(Saved data entries)

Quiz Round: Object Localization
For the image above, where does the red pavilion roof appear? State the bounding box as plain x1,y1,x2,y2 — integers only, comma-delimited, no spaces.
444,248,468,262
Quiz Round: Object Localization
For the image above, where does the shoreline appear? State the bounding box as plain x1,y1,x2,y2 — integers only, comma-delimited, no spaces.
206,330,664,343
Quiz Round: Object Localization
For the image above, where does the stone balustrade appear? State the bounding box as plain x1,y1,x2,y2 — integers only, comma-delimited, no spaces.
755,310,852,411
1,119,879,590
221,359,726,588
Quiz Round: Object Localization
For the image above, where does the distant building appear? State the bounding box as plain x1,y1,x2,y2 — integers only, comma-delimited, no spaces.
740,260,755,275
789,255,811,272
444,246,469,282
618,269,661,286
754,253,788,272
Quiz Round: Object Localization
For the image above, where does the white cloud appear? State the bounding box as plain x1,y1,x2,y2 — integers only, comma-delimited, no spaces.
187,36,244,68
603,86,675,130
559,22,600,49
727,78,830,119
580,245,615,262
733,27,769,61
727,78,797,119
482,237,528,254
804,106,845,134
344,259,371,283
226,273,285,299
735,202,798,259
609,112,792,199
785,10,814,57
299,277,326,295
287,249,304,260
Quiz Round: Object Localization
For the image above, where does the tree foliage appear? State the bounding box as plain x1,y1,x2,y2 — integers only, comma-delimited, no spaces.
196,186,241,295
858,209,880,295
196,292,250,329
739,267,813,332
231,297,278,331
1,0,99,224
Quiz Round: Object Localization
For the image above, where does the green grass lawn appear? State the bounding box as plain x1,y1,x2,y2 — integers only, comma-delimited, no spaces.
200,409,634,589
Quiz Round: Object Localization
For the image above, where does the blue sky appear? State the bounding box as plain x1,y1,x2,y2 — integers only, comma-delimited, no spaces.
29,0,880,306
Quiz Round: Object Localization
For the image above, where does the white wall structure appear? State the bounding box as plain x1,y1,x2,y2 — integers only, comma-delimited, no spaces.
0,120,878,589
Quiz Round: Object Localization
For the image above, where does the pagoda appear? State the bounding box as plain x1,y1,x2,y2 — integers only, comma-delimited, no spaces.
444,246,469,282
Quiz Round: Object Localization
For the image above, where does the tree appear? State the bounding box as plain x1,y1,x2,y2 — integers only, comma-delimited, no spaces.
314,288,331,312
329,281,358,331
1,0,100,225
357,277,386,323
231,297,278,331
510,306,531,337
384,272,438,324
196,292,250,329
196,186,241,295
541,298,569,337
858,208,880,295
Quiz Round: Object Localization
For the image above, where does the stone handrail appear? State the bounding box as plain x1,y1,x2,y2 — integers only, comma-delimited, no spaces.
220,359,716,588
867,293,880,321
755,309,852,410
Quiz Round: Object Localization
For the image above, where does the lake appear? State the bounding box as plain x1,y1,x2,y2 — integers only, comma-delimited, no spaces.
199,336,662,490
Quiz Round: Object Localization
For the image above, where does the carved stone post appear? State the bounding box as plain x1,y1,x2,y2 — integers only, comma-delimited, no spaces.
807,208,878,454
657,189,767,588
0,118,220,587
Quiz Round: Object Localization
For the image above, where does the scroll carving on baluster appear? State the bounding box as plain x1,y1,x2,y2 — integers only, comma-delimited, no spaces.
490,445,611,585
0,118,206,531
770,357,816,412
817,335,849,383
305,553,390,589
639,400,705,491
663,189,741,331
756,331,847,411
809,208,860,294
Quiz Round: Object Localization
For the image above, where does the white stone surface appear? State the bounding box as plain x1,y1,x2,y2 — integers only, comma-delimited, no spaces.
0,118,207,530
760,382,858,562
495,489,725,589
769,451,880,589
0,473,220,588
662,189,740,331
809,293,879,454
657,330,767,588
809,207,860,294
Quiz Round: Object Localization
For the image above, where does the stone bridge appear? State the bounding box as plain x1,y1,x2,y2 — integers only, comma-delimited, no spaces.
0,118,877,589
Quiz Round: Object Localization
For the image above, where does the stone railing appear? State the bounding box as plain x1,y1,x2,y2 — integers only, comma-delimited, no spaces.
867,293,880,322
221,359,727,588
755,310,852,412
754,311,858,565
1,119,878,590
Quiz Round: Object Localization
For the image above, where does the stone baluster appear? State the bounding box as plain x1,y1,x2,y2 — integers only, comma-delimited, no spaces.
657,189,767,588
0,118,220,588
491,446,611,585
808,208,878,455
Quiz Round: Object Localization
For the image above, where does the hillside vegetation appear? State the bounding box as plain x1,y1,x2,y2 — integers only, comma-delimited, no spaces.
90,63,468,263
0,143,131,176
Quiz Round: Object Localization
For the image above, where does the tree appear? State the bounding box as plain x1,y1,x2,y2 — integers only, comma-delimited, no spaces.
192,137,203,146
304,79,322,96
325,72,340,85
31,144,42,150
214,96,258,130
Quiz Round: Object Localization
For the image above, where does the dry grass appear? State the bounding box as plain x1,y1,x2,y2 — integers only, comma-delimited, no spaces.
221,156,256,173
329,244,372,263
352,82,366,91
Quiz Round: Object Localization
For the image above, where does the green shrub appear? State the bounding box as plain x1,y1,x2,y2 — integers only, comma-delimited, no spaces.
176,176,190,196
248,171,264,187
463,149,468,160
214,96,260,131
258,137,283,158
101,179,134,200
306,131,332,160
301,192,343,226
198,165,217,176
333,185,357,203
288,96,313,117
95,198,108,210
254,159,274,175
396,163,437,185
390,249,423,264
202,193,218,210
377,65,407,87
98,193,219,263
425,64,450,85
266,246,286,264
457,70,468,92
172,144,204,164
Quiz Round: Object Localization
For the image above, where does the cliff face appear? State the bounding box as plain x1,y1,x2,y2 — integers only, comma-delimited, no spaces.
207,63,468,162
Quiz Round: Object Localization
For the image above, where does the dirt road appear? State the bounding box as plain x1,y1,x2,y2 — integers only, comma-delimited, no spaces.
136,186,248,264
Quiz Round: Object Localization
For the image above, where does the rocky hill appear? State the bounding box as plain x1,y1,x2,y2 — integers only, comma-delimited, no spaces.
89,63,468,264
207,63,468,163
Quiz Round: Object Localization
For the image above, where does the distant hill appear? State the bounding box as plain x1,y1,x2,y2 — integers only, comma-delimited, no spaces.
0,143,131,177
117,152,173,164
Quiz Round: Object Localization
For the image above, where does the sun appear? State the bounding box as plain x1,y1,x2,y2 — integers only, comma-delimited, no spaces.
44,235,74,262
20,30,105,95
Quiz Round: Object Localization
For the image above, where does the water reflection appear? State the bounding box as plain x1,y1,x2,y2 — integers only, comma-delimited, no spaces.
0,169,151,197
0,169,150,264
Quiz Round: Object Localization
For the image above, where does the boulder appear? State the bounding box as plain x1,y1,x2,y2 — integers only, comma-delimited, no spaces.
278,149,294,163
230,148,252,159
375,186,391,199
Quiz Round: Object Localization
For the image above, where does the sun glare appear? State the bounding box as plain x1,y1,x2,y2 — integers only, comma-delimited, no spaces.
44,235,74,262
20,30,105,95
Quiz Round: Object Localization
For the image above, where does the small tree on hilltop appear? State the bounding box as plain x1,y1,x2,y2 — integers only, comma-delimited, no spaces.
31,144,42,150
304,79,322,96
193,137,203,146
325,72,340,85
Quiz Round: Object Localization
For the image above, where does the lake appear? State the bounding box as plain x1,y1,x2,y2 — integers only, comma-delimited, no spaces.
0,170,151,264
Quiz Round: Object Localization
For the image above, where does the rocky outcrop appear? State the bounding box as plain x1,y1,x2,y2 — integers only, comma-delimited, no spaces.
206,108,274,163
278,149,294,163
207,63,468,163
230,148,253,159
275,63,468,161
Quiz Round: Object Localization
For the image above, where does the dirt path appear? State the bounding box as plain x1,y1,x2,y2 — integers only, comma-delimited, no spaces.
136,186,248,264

DESCRIPTION OF THE TASK: An exact copy of all the entries is what's needed; write it out.

EXERCISE ANSWER:
Quiz Round: Object Localization
For the image above, where does the red pavilion roof appear? State the bounding box as plain x1,y1,x2,y2 — integers only, comma-delimited, no spaces.
444,248,468,262
Quiz Round: Object Localization
For the image above, where does the shoreline appear? State the bounding box as plain x1,y1,x2,y2 — integers only, comma-delimited, no spaces.
206,330,664,343
Quiz Round: Object Localization
For the image above, where does the stone balustrade appear? State the bounding box as plain x1,y1,x2,y2 — integers only, comma-delimited, no spaces.
755,310,852,411
1,119,879,590
221,359,726,588
Quiz Round: Object Localization
For the image above, where does the distant building appear? State the bounding box as plain x1,y1,x2,y2 — integers only, comma-delimited, no spaces.
740,260,755,275
789,255,811,272
444,246,469,282
618,269,661,286
754,253,788,272
Quiz Round: Object Localization
For the image above, where does the white cloud appear? State the bounding box as plain x1,y1,x2,y2 — integers only, comma-delimited, no spaces.
187,36,244,68
603,86,675,130
559,22,600,49
727,78,830,119
580,245,615,262
733,27,769,61
727,78,797,119
482,237,528,254
804,106,845,134
344,259,371,283
226,273,285,299
735,202,798,259
609,112,792,199
785,10,814,57
299,277,326,295
287,249,304,260
Quiz Round: Object Localization
For the image above, where does the tree foliage appear? State the bounding box as plain x1,y1,x2,y2 — integers only, comma-delimited, no spaces.
196,186,241,295
858,209,880,295
196,292,250,329
739,267,813,332
231,297,278,331
1,0,99,224
Quiz Round: Object Localization
For the image above, where does the green grass lawn appear? State the bounding box as plain x1,y1,x2,y2 — integers only, comma-delimited, no spaces.
200,409,634,589
Quiz Round: Object Localization
For the image above, where does the blue sky appear? State the bounding box as plain x1,y1,x2,y2 — integers only, comma-delimited, no spaces.
29,0,880,306
Quiz Round: Object Localization
For the image above, where does the white wall structure appear? State the bounding box as plain x1,y1,x2,y2 — integers only, comma-delimited, no spaces.
0,120,878,589
Quiz Round: Object Localization
For the image above, where does the pagoda appear? State the bounding box as plain x1,y1,x2,y2 — integers only, comma-delimited, no spaces.
444,246,469,282
Quiz Round: Object Localization
For the image above, where does the tree appear? State the bounding box as plain x1,y1,x2,y2 — integers only, comma-delimited, no spaces.
314,288,331,312
329,281,358,331
1,0,100,225
357,277,386,323
231,297,278,331
510,306,531,337
384,272,438,324
196,292,250,329
196,186,241,295
541,298,569,337
858,208,880,295
Quiz Round: Object Localization
For the image above, where does the stone handrail appear? State the bounding box as plain x1,y1,x2,y2 — integers only, comma-delimited, no spaces.
220,359,716,588
867,293,880,321
755,309,852,410
Quiz Round: Object Localization
For the image above, where does the lake appear? State the bounding box as plain x1,y1,x2,y2 — integers only, comma-delimited, no spaces.
199,336,662,490
Quiz Round: Object Localization
For the image above, where does the carved stone post appear? State the bounding box as plain x1,y1,x2,y2 — integers only, comma-delimited, no spaces.
807,208,878,454
657,189,767,588
0,118,220,587
Quiz Round: Object Localization
For the image above, where does the scroll carving on baluster appear? State the bounding box as plain x1,y1,x2,y2 — integers only, comma-delimited, no spaces.
490,445,611,585
0,118,206,531
770,357,816,412
817,335,849,383
305,553,390,589
639,400,705,491
663,189,741,331
756,331,847,411
809,208,860,294
Quiz Round: Object Localization
For the image above, where does the white stone surface appear? State the bounding box as plain x1,y1,x2,y2 — integers only, comma-delimited, no spaces.
0,118,207,530
760,382,858,562
495,489,725,589
769,451,880,589
0,473,220,588
662,189,740,331
809,293,879,454
657,330,767,588
809,207,860,294
Quiz Round: Object Localization
For the image above, where does the stone bridge appear? State the bounding box as plain x1,y1,x2,y2 — integers only, comma-delimited, no spaces.
0,118,877,589
Quiz Round: Object Localization
For the image above, where does the stone railing appear? State the bounding box as plain x1,y1,x2,y2 — integers only, comma-delimited, no spaces.
867,293,880,322
221,359,727,588
755,310,852,412
754,311,858,565
1,119,878,590
Quiz Round: Object Localization
For the image above, where does the stone baluster appear? State the bounding box as plain x1,y1,x2,y2 — integers only, comma-delimited, no spaces.
657,189,767,588
0,118,220,588
491,446,611,585
808,208,878,455
Quiz Round: Object Localization
For the image above, where does the hillside vegetation appear? State the bounding box as plain x1,y1,x2,y2 — integers only, comma-delimited, no spaces.
90,63,468,263
0,143,131,176
Quiz Round: Object Localization
For the image above, where does the tree appear? State the bounding box as plain x1,y1,x2,y2 — integers only, comma-delimited, no spaces.
192,137,203,146
304,79,322,96
325,72,340,85
31,144,42,150
214,96,258,130
Quiz Round: Object Localization
For the image above, where does the dry grass appear? State the bounding box as plain x1,y1,x2,y2 — integers only, comma-delimited, no spaces.
221,156,256,173
329,244,372,263
352,82,366,91
Quiz Round: Object Localization
For the image above, where does the green shrub appear? State the bounding box as plain x1,y1,x2,y2 — integers only, comma-delimited, no spaces.
176,176,190,196
248,171,264,187
463,149,468,160
214,96,260,131
258,137,283,158
101,179,134,200
306,131,332,160
301,192,343,226
198,165,217,176
333,185,357,203
288,96,313,117
95,198,108,210
254,159,274,175
396,163,437,185
390,249,423,264
202,193,218,210
377,65,407,87
98,193,219,263
425,64,450,85
266,246,286,264
457,70,468,92
172,144,204,164
Quiz Round: Object Localization
For the image above, where does the cliff face appear? State the bounding box as plain x1,y1,x2,y2 — integers only, comma-delimited, no spaces.
207,63,468,162
Quiz Round: Object Localization
For the image above, where does the dirt road appear? State the bounding box as plain x1,y1,x2,y2 — integers only, comma-delimited, no spaces.
136,186,248,264
Quiz Round: Object Localization
For the image above, where does the rocky hill appear? State the bounding box as plain x1,y1,x2,y2 — integers only, comma-delimited, no spaces.
89,63,468,264
207,63,468,163
Quiz Round: Object Localization
For the image above, where does the distant hill appear? State the bounding box as plain x1,y1,x2,y2 — integers only, comma-delimited, no spaces.
0,143,131,177
117,152,173,164
Quiz Round: Object Localization
For the image above, where does the sun appear? State the bounding box as plain x1,y1,x2,y2 — integers only, comma-delimited, no spaces.
44,235,74,262
20,30,105,95
Quiz Round: Object Localization
For the image above, where does the water reflection appear? State the bounding box as plain x1,y1,x2,y2 — integers only, comma-delimited, no spaces.
0,169,151,197
0,169,150,264
Quiz Round: Object Localization
For the image above, where does the boulder appear? State the bounding box as plain x1,y1,x2,y2 — integers only, comma-delimited, no spaces.
278,149,294,163
230,148,252,159
375,186,391,199
Quiz Round: Object Localization
For the image above, where does the sun glare appear? State the bounding box as plain x1,y1,x2,y2 — integers only, comma-delimited, no spaces.
44,235,74,262
20,30,105,95
Quiz Round: Object Localization
For the image above, where does the small tree on hilltop appear? State the bounding box as plain x1,y1,x2,y2 — integers only, comma-delimited, no spaces.
31,144,42,150
304,79,322,96
193,137,203,146
325,72,340,85
Quiz Round: Object Localization
For the image above, where does the lake appear? State the bounding box as plain x1,y1,x2,y2 — integers only, comma-delimited, no spaces.
0,170,151,264
Quiz Round: Object Localization
For the image above, where does the rocky outcrop appear? State the bounding box as plain x1,y1,x2,y2 — integers only, comma-delimited, no spaces.
206,108,274,163
278,149,294,163
207,63,468,163
230,148,253,159
275,63,468,161
Quiz Round: Object Localization
For the image above, where does the dirt path appear? State the bounding box as plain x1,y1,x2,y2 — integers only, comma-delimited, no spaces.
136,186,248,264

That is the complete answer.